(Items drawn from a dataset)
— START —

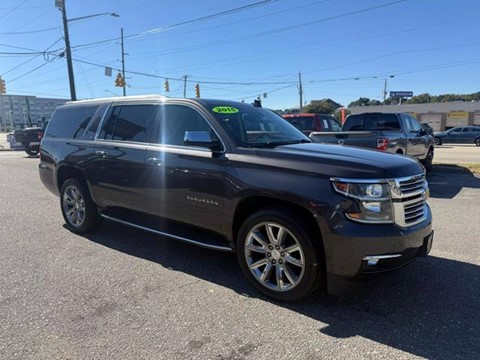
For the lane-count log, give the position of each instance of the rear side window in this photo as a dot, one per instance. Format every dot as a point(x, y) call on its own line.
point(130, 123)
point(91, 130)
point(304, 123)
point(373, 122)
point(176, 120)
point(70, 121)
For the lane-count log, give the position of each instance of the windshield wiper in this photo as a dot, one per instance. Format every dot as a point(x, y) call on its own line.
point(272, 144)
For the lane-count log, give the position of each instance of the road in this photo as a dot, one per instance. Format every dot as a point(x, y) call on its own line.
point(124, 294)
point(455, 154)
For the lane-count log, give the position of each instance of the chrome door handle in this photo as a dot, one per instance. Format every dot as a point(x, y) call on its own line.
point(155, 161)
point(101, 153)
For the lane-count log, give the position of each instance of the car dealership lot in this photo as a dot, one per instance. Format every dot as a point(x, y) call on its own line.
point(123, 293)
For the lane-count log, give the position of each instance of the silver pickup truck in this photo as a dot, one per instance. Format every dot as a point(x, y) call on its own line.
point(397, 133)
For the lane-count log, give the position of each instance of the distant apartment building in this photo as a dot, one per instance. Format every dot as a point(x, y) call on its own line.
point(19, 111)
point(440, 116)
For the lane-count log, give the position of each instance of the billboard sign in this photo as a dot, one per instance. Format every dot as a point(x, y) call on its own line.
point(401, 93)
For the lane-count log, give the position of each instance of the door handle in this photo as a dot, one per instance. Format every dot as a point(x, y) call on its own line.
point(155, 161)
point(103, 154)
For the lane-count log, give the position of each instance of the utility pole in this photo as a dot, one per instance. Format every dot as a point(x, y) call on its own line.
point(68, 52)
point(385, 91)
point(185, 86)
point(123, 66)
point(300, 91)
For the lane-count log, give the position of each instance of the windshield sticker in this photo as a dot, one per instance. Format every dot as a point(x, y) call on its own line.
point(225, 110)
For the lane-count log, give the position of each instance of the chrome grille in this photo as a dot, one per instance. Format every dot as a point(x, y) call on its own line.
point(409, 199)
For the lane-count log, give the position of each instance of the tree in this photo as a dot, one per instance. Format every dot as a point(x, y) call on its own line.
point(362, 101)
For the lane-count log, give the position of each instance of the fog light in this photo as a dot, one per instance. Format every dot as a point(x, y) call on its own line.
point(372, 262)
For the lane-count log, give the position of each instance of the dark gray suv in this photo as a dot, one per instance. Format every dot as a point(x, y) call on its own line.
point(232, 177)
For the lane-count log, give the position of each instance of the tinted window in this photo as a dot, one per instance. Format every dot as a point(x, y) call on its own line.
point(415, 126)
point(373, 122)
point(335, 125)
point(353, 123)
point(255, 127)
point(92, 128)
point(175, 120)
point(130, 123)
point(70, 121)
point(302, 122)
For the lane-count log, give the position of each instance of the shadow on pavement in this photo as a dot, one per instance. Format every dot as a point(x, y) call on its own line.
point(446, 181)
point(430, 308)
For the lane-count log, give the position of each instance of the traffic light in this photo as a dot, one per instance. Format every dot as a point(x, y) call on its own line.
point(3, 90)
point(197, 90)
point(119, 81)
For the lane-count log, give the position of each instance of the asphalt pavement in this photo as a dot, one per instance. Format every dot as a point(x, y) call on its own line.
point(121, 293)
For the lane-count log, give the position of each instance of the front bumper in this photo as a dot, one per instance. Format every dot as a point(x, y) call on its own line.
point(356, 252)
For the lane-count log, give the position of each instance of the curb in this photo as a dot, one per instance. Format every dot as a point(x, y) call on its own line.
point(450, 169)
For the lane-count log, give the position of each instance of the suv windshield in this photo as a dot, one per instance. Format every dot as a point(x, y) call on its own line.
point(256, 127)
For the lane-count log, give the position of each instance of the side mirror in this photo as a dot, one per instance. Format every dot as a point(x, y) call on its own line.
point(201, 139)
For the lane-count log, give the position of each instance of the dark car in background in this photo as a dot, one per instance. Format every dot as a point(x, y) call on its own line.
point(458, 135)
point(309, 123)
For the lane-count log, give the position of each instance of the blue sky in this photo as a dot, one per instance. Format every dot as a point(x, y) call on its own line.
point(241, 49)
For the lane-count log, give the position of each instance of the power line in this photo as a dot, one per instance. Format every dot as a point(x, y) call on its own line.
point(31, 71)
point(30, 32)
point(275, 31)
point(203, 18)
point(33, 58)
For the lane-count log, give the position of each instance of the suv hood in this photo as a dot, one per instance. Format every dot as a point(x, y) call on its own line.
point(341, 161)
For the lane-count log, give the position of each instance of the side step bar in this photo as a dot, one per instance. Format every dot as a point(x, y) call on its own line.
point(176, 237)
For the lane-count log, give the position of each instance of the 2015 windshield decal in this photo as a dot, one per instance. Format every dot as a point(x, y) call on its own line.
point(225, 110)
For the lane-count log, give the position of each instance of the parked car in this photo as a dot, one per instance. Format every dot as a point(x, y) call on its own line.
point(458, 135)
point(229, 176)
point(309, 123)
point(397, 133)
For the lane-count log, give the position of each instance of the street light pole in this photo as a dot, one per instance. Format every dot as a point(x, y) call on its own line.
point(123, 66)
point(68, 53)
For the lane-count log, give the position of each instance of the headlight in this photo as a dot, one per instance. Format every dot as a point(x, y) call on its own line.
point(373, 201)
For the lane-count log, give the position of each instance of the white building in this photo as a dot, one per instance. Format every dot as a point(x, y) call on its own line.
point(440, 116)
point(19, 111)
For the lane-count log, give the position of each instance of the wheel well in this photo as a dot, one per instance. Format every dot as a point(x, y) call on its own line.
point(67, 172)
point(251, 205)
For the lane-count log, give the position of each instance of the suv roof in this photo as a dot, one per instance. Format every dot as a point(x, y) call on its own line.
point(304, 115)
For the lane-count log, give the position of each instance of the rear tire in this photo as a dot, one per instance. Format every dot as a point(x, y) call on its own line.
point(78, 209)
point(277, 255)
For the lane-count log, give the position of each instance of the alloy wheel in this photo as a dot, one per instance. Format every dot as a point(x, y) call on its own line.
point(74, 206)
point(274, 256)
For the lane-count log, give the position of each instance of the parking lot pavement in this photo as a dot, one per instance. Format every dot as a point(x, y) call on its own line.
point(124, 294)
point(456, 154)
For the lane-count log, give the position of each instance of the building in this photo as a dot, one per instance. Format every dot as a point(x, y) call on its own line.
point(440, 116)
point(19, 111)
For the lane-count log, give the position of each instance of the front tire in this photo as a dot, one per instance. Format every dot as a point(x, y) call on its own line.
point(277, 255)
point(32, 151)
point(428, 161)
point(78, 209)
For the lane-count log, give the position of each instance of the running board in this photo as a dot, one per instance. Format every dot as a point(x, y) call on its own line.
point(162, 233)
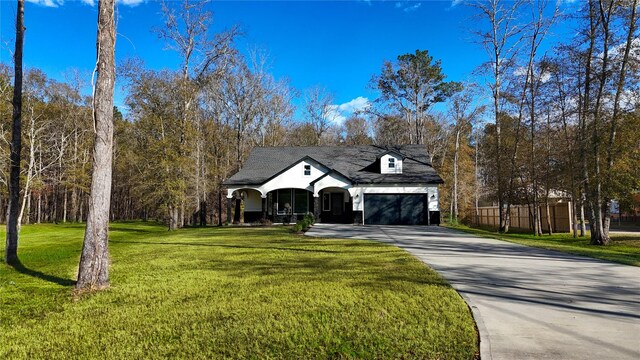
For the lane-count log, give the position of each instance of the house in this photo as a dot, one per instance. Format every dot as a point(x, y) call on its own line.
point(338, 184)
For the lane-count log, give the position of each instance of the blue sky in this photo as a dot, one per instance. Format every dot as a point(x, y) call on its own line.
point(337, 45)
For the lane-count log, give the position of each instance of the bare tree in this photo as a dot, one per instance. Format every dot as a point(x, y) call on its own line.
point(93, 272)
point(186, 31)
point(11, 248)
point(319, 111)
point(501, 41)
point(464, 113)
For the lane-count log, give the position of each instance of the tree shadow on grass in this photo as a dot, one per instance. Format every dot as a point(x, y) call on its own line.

— END —

- _Exercise goal_
Convert every line of the records above into a numbered list, dropping any blank lines and leaving the pictures out.

- _Response to this exercise_
1. For the lane-count log, give the position of each instance of the rear side window in this photo as a dot, one per instance. Format every dot as a point(x, y) call on its own line.
2. point(130, 123)
3. point(91, 130)
4. point(304, 123)
5. point(373, 122)
6. point(176, 120)
7. point(70, 121)
8. For the lane-count log, give the position of each instance of the windshield wiper in this photo as a dot, one per instance. Format every dot as a point(x, y) call on its own line.
9. point(272, 144)
10. For the lane-count log, give the position of each instance of the road in this photo as a dot, one per instance. Format every dot as a point(x, y) call on its own line.
11. point(124, 294)
12. point(455, 154)
13. For the lane-count log, give the position of each instance of the chrome door handle in this photo as a dot, one per instance. Format every dot as a point(x, y) call on its own line.
14. point(155, 161)
15. point(101, 153)
16. For the lane-count log, give the position of each instance of the car dealership lot in this photo as a dot, one per instance. Format every dot as a point(x, y) call on its own line.
17. point(123, 293)
18. For the lane-count log, give the position of each instance of the silver pickup truck in this photo as a dot, one per instance. Format every dot as a point(x, y) call on its own line.
19. point(397, 133)
20. For the lane-count log, give the position of each instance of the distant apartment building in this photo as a dot, one per instance. Format every dot as a point(x, y) call on its own line.
21. point(19, 111)
22. point(440, 116)
23. For the lane-count log, give the position of each instance of the billboard sign in this photo as a dot, one per instance. Format every dot as a point(x, y) call on its own line.
24. point(401, 93)
25. For the lane-count log, give the position of each instance of the door handle in this photo as a dot, one per instance. Format every dot as a point(x, y) call on its own line.
26. point(155, 161)
27. point(103, 154)
28. For the lane-count log, give the position of each instance of the utility pole in this photo as a dot, one per instance. Format every dot as a point(x, y) call on its own line.
29. point(68, 52)
30. point(385, 91)
31. point(185, 86)
32. point(123, 66)
33. point(300, 91)
34. For the lane-count log, give the position of each instance of the windshield sticker in this photo as a dot, one per instance. Format every dot as a point(x, y) call on its own line.
35. point(225, 110)
36. For the lane-count log, give the position of each instance of the chrome grille in this photo as a dot, one per instance. Format every dot as a point(x, y) call on its own line.
37. point(409, 199)
38. For the lane-count log, give the position of each instance of the tree in this photo as a dot, one per instance. Format every dot as a point(x, y) call on its own line.
39. point(362, 101)
40. For the lane-count log, give the position of each instance of the fog light in this photo as a dot, one per instance. Format every dot as a point(x, y) call on its own line.
41. point(372, 262)
42. For the lane-count log, give the position of each instance of the dark gray suv in this photo as a dot, one per instance. Format every dot as a point(x, y) call on its own line.
43. point(232, 177)
44. For the lane-count log, give the position of each instance of the tinted window in this photo as a dot, one per instance. Format every dot as a point(x, y) call on its own line.
45. point(415, 126)
46. point(373, 122)
47. point(335, 125)
48. point(353, 123)
49. point(255, 127)
50. point(92, 128)
51. point(175, 120)
52. point(130, 123)
53. point(70, 121)
54. point(302, 122)
55. For the lane-count log, give the position of each instance of the shadow on pavement in this photo as a dot, one per instance. Format every dot as a point(x, y) call on its own line.
56. point(446, 181)
57. point(430, 308)
58. For the lane-count log, give the position of each instance of the traffic light in this photo as a dot, one per instance. Format every dot as a point(x, y) call on its own line.
59. point(3, 90)
60. point(197, 90)
61. point(119, 81)
62. For the lane-count log, give the position of each instance of the asphalt pavement in this photo as a dot, one per instance. Format every dot as a point(x, y) call on its own line.
63. point(121, 293)
64. For the lane-count log, give the position of each instance of the front bumper in this photo as a dot, one per instance. Format every dot as a point(x, y) call on its own line.
65. point(356, 252)
66. For the lane-count log, give the position of each instance of the curb in this photo as a dot, one per instance. Format every dot as a point(x, y) call on its own line.
67. point(450, 169)
68. For the lane-count log, give the position of each instance of the suv windshield in this photo as a dot, one per instance. Format every dot as a point(x, y) call on its own line.
69. point(256, 127)
70. For the lane-count log, give the position of each instance of the side mirror in this photo as a dot, one per instance. Format every dot as a point(x, y) call on its own line.
71. point(201, 139)
72. For the lane-count log, give the position of each instance of the dark car in background in this photo as a dot, one per instance. Format every dot as a point(x, y) call on its own line.
73. point(458, 135)
74. point(309, 123)
75. For the lane-count log, give the position of each instance of the blue sky in this photo as a dot, one per instance. Format every dot as a point(x, y) call on its own line.
76. point(241, 49)
77. For the lane-count log, give the position of each instance of the power line in this photo as a dot, one per instance. Format every dot as a point(x, y) call on its own line.
78. point(31, 71)
79. point(30, 32)
80. point(275, 31)
81. point(203, 18)
82. point(33, 58)
83. For the lane-count log, give the position of each instance of the suv hood in this photo as a dot, one per instance. Format every dot as a point(x, y) call on its own line.
84. point(341, 161)
85. For the lane-count log, give the position of each instance of the side step bar in this photo as a dot, one per instance. Format every dot as a point(x, y) call on its own line.
86. point(176, 237)
87. For the lane-count log, give the position of each instance of the 2015 windshield decal in this photo as a dot, one per instance. Format every dot as a point(x, y) call on its own line.
88. point(225, 110)
89. For the lane-count log, give the position of each instance of the parked car in this photo as a dot, one per instance. Format every dot as a point(x, y) call on its own line.
90. point(458, 135)
91. point(229, 176)
92. point(309, 123)
93. point(397, 133)
94. For the lane-count log, give the position of each instance of the street light pole in this photo as a dot, one per instance. Format every dot as a point(x, y) call on its own line.
95. point(123, 66)
96. point(68, 53)
97. For the lane-count log, give the position of each instance of the headlight in this photo as a dot, one per instance. Format every dot as a point(x, y) call on its own line.
98. point(373, 201)
99. For the lane-count log, give the position of each instance of the white building in this photo as a dot, one per instance. Format every dot as a point(x, y) call on its own line.
100. point(440, 116)
101. point(19, 111)
102. For the lane-count log, give the position of each instance of the wheel well in this photo as a dot, one per instance. Format every dot as a point(x, y) call on its own line.
103. point(67, 172)
104. point(251, 205)
105. For the lane-count log, give the position of each instance of the suv roof in this photo as a dot, one per instance. Format every dot as a point(x, y) call on its own line.
106. point(304, 115)
107. For the lane-count log, give the position of each instance of the rear tire in this photo as a dot, one per instance. Format every dot as a point(x, y) call on its own line.
108. point(78, 209)
109. point(277, 255)
110. For the lane-count log, give the position of each instance of the alloy wheel in this photo as a dot, one per instance. Format every dot as a point(x, y) call on its own line.
111. point(74, 206)
112. point(274, 256)
113. For the lane-count log, give the position of each instance of the parking lot pavement in this photo as a dot, one per instance. Format every dot as a point(x, y) call on its own line.
114. point(124, 294)
115. point(456, 154)
116. For the lane-count log, give the position of each instance of the building in this photo as a dot, one per instance. Format every dot as a point(x, y) call on its own line.
117. point(440, 116)
118. point(19, 111)
119. For the lane-count log, give the position of each instance of the front tire in this photo as a dot, one per instance. Format every dot as a point(x, y) call on its own line.
120. point(277, 255)
121. point(32, 151)
122. point(428, 161)
123. point(78, 209)
124. For the lane-count log, give the position of each instance of the running board in this photo as a dot, one per instance. Format every dot as a point(x, y) call on its own line.
125. point(162, 233)
126. For the lane-count log, give the position of each instance of the house in this photo as a dot, one per instance. Format every dot as a point(x, y) call on its own line.
127. point(338, 184)
128. For the lane-count log, give the position of each instance of the blue sky in this photo as a dot, one per instance. Format every dot as a point(x, y) call on its own line.
129. point(337, 45)
130. For the lane-count log, give the position of each instance of the bare tree in this photo as a dot, one per instance. Format every dot as a point(x, y) call on its own line.
131. point(93, 272)
132. point(186, 31)
133. point(11, 248)
134. point(319, 111)
135. point(501, 41)
136. point(464, 113)
137. For the lane-count log, give the position of each instance of the tree shadow on grass in this photo as a dot, one per instance. Format every dot as a point(x, y) call on its own line.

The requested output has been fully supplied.